**Set of tasks**
• A. Reproduce the stretch of the fantasy baseball post from "So this is how" through "gotta mean something!" word for word.
• B. Return each line of the records in which the word "flower" appears.

**Document section**
####

What up Razzball Nation?  I’m back for year two on the corner infield beat.  Grey said that my writing wasn’t quite up to snuff, so he sent me to a sherpa, who imbued upon me much knowledge.  He also tried to make me sit still and like meditate or something, which clearly is not a good idea.  My back was stiff, my knees struggled to unbend, but I did reach a new level of knowledge.  Actually, that’s not true.  The sherpa was just asking me if Anthony Rizzo’s concussion last year will make him a value play and if Tristan Casas’ second half breakthrough was supported by the underlying numbers.

So this is how it’s gonna work.  If you want an exhaustive list of all the first basemen, Grey wrote one here.  And if you click on it, he actually puts down every first baseman mentioned in any tweet or blog, so that’s much more detailed than me.  I’m just ranking the top 20.  I don’t care if you want more, I’m making 20 my arbitrary cutoff line.  No participation trophies here, this stuff gotta mean something!

####

**Extracted information**
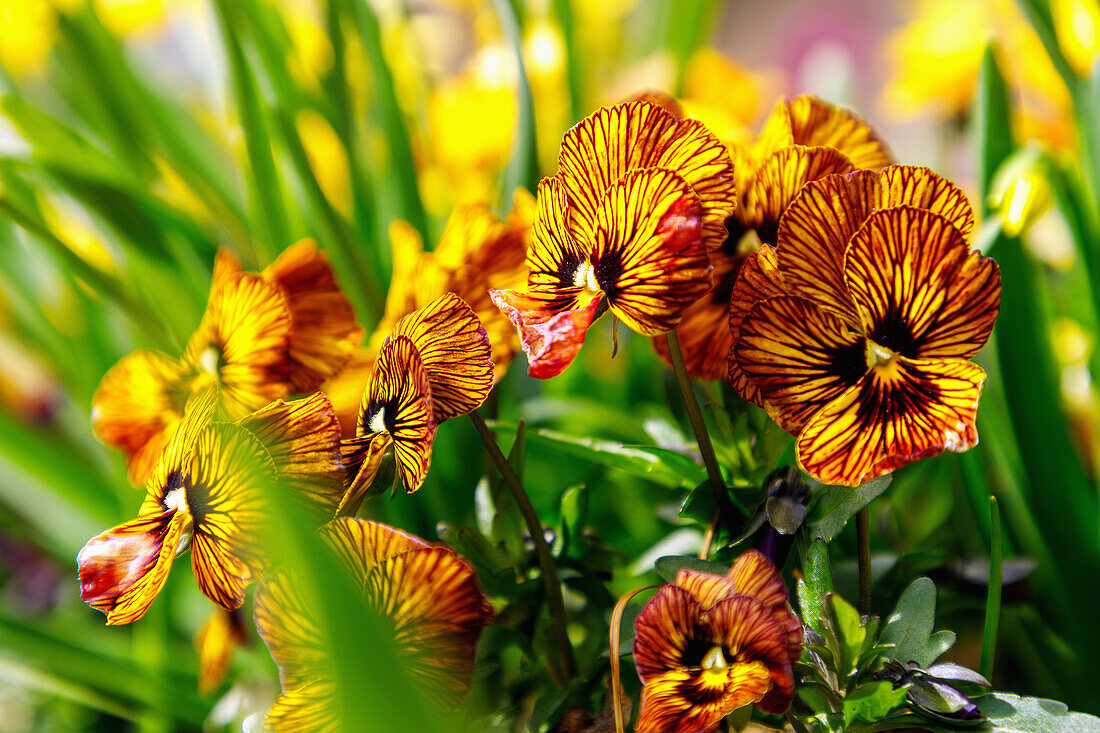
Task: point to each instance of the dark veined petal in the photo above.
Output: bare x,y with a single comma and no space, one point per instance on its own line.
705,587
921,292
224,487
612,142
124,568
136,406
704,332
455,352
288,630
243,340
663,630
758,280
431,598
307,709
817,122
814,234
556,253
694,701
303,440
778,182
649,258
898,414
398,402
923,188
749,631
323,331
362,458
215,643
799,357
362,545
549,335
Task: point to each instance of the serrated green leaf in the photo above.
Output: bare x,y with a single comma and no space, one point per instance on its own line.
910,626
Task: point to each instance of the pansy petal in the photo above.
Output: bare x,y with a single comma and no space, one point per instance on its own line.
215,643
704,332
898,414
759,279
243,340
303,439
750,632
554,254
663,630
307,709
649,258
398,402
362,545
455,353
136,406
124,568
227,479
288,630
683,701
922,293
608,144
432,600
362,458
924,188
325,334
814,234
549,335
778,182
817,123
800,358
705,587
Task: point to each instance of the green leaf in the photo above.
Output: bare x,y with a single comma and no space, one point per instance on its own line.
842,503
1011,713
910,626
818,581
668,567
871,702
660,466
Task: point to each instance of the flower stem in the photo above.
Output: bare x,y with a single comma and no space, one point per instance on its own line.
549,572
702,437
864,537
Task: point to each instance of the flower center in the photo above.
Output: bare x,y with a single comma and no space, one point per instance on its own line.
878,356
377,422
714,659
585,276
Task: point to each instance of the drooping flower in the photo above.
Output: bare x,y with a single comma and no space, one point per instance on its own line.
626,225
427,593
209,491
475,252
433,365
801,141
855,332
263,337
706,645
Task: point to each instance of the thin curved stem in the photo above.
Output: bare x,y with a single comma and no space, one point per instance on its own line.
702,437
549,571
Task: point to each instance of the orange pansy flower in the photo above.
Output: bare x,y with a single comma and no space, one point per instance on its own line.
639,199
209,491
433,365
854,334
801,141
706,645
263,337
428,594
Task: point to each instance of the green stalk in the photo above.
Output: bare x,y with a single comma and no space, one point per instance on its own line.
864,536
993,593
549,572
702,437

####

**The responses**
• A.
So this is how it’s gonna work.  If you want an exhaustive list of all the first basemen, Grey wrote one here.  And if you click on it, he actually puts down every first baseman mentioned in any tweet or blog, so that’s much more detailed than me.  I’m just ranking the top 20.  I don’t care if you want more, I’m making 20 my arbitrary cutoff line.  No participation trophies here, this stuff gotta mean something!

• B.
Task: point to each instance of the flower stem in the photo above.
Task: point to each instance of the flower center in the photo above.
Task: point to each instance of the drooping flower in the photo above.
Task: point to each instance of the orange pansy flower in the photo above.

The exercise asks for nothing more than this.